Taking the line that contains "target | grazing deer" as the first, copy each line exactly up to and including the last line below.
━━━ Material for this task ━━━
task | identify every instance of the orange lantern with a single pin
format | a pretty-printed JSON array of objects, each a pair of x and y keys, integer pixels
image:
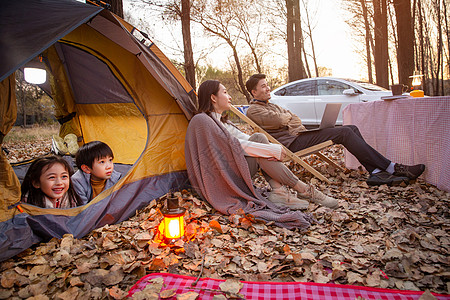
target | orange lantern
[{"x": 172, "y": 226}]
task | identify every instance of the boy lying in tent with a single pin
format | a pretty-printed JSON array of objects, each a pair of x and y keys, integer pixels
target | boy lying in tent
[{"x": 95, "y": 170}]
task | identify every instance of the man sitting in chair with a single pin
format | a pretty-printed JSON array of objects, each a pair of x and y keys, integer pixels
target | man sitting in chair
[{"x": 287, "y": 128}]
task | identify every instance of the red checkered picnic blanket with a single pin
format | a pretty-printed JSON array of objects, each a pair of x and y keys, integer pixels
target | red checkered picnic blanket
[
  {"x": 279, "y": 290},
  {"x": 408, "y": 131}
]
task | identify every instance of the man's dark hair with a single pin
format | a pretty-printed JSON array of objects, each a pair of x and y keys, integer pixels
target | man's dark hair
[
  {"x": 252, "y": 82},
  {"x": 91, "y": 151}
]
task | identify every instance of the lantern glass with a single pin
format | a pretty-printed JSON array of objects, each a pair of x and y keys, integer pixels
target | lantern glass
[
  {"x": 35, "y": 75},
  {"x": 416, "y": 81},
  {"x": 172, "y": 227}
]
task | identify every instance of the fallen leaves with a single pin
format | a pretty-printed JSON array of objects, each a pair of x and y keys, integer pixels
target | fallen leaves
[{"x": 378, "y": 237}]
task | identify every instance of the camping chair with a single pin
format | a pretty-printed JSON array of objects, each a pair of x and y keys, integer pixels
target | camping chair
[{"x": 296, "y": 157}]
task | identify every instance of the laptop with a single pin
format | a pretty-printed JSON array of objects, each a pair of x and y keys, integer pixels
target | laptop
[{"x": 329, "y": 116}]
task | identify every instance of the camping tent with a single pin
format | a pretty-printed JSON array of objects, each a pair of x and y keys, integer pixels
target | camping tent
[{"x": 106, "y": 85}]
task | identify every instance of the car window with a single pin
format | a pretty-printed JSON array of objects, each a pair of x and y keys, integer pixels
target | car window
[
  {"x": 297, "y": 89},
  {"x": 368, "y": 86},
  {"x": 331, "y": 87}
]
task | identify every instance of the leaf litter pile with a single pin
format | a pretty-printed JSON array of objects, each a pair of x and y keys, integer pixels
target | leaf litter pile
[{"x": 386, "y": 237}]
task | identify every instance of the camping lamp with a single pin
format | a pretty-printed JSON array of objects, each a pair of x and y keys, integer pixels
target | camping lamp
[
  {"x": 172, "y": 226},
  {"x": 34, "y": 71},
  {"x": 417, "y": 79}
]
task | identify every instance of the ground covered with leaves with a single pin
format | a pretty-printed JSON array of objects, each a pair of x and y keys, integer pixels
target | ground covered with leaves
[{"x": 387, "y": 237}]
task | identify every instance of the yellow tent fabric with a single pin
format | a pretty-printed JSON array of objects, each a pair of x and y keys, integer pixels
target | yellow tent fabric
[{"x": 9, "y": 183}]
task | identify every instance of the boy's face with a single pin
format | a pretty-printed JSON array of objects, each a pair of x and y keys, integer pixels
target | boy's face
[{"x": 101, "y": 168}]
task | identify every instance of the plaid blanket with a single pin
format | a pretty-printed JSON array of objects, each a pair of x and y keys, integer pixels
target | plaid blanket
[
  {"x": 217, "y": 169},
  {"x": 279, "y": 290}
]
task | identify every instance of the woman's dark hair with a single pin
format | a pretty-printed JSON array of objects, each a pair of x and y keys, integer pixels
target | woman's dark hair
[
  {"x": 205, "y": 90},
  {"x": 87, "y": 153},
  {"x": 34, "y": 195}
]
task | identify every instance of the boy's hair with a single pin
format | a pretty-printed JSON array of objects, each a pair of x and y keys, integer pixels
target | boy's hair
[
  {"x": 252, "y": 82},
  {"x": 34, "y": 195},
  {"x": 91, "y": 151}
]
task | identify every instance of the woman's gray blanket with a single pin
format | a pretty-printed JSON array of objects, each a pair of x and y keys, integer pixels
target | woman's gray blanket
[{"x": 218, "y": 170}]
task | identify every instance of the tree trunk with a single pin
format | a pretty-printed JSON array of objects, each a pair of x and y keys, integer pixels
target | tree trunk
[
  {"x": 405, "y": 34},
  {"x": 423, "y": 68},
  {"x": 447, "y": 31},
  {"x": 368, "y": 37},
  {"x": 381, "y": 43},
  {"x": 439, "y": 58},
  {"x": 189, "y": 67},
  {"x": 294, "y": 41},
  {"x": 116, "y": 7}
]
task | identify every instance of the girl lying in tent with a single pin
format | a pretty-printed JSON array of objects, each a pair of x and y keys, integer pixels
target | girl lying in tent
[{"x": 47, "y": 184}]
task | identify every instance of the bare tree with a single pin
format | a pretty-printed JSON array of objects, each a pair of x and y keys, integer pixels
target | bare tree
[
  {"x": 446, "y": 16},
  {"x": 405, "y": 34},
  {"x": 228, "y": 21},
  {"x": 189, "y": 66},
  {"x": 296, "y": 69},
  {"x": 309, "y": 32},
  {"x": 175, "y": 10},
  {"x": 381, "y": 42},
  {"x": 368, "y": 38}
]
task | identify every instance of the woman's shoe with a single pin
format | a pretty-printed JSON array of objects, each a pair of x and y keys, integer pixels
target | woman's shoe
[
  {"x": 316, "y": 196},
  {"x": 283, "y": 197}
]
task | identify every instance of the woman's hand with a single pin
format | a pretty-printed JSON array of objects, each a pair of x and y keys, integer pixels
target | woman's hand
[{"x": 282, "y": 156}]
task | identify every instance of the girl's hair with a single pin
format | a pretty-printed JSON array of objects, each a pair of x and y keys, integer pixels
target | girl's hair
[
  {"x": 34, "y": 195},
  {"x": 205, "y": 91}
]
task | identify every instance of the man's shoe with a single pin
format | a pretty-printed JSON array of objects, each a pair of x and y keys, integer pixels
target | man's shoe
[
  {"x": 412, "y": 172},
  {"x": 316, "y": 196},
  {"x": 384, "y": 177},
  {"x": 283, "y": 197}
]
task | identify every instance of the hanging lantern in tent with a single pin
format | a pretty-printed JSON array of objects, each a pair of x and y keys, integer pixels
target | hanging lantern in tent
[{"x": 34, "y": 71}]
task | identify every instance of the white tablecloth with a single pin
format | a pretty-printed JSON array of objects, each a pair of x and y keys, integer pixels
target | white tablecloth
[{"x": 408, "y": 131}]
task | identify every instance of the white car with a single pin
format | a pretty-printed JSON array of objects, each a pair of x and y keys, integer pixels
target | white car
[{"x": 307, "y": 97}]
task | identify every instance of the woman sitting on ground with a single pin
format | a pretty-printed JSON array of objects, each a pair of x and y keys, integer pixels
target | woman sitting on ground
[{"x": 221, "y": 161}]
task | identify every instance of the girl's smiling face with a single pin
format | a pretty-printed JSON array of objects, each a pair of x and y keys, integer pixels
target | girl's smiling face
[
  {"x": 54, "y": 181},
  {"x": 221, "y": 101}
]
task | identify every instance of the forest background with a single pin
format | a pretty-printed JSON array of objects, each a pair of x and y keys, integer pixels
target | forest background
[{"x": 229, "y": 40}]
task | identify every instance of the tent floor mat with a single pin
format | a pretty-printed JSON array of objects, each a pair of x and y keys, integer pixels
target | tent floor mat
[{"x": 277, "y": 290}]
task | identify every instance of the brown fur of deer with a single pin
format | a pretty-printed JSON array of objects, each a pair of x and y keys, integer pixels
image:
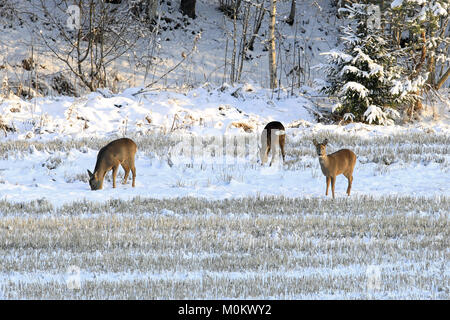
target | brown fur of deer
[
  {"x": 332, "y": 165},
  {"x": 117, "y": 152},
  {"x": 272, "y": 136}
]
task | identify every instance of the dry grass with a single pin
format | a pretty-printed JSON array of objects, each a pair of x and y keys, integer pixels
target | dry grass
[{"x": 242, "y": 248}]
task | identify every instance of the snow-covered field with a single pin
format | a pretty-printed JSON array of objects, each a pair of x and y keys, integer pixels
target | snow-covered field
[{"x": 209, "y": 229}]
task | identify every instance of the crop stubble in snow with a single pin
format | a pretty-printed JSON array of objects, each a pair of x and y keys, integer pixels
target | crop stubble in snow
[
  {"x": 245, "y": 247},
  {"x": 268, "y": 247}
]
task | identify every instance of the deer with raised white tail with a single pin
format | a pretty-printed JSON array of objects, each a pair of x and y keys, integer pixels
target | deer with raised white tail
[
  {"x": 117, "y": 152},
  {"x": 332, "y": 165},
  {"x": 272, "y": 136}
]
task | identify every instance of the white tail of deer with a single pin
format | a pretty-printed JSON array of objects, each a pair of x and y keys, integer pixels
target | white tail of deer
[
  {"x": 273, "y": 135},
  {"x": 332, "y": 165},
  {"x": 117, "y": 152}
]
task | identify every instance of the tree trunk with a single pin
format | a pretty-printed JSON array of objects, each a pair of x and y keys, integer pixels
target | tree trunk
[
  {"x": 187, "y": 7},
  {"x": 443, "y": 79},
  {"x": 272, "y": 47},
  {"x": 291, "y": 18}
]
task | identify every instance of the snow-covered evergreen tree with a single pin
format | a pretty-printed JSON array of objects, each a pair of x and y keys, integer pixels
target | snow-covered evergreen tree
[
  {"x": 420, "y": 29},
  {"x": 364, "y": 75}
]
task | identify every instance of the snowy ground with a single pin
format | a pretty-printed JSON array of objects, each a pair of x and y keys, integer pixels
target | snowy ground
[{"x": 205, "y": 229}]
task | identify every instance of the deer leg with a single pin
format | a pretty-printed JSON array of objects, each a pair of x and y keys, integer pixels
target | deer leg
[
  {"x": 133, "y": 171},
  {"x": 328, "y": 184},
  {"x": 282, "y": 150},
  {"x": 126, "y": 168},
  {"x": 350, "y": 180},
  {"x": 274, "y": 154},
  {"x": 115, "y": 169},
  {"x": 333, "y": 181},
  {"x": 266, "y": 155}
]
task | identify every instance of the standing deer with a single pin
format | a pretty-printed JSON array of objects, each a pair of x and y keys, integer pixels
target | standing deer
[
  {"x": 120, "y": 151},
  {"x": 332, "y": 165},
  {"x": 272, "y": 135}
]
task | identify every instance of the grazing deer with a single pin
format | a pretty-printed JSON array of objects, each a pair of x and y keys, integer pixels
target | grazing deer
[
  {"x": 120, "y": 151},
  {"x": 332, "y": 165},
  {"x": 272, "y": 135}
]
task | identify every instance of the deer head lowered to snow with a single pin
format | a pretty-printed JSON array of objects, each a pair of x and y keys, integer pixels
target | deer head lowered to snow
[
  {"x": 272, "y": 136},
  {"x": 117, "y": 152}
]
━━━
Exercise solution:
target | grazing deer
[
  {"x": 120, "y": 151},
  {"x": 332, "y": 165},
  {"x": 272, "y": 135}
]
task | identify every instance of the deer head lowered to snow with a single pin
format | a pretty-printed JSON array of objects, each a pair of x and y keys, integer pixels
target | deer head lowered to snow
[
  {"x": 272, "y": 136},
  {"x": 117, "y": 152}
]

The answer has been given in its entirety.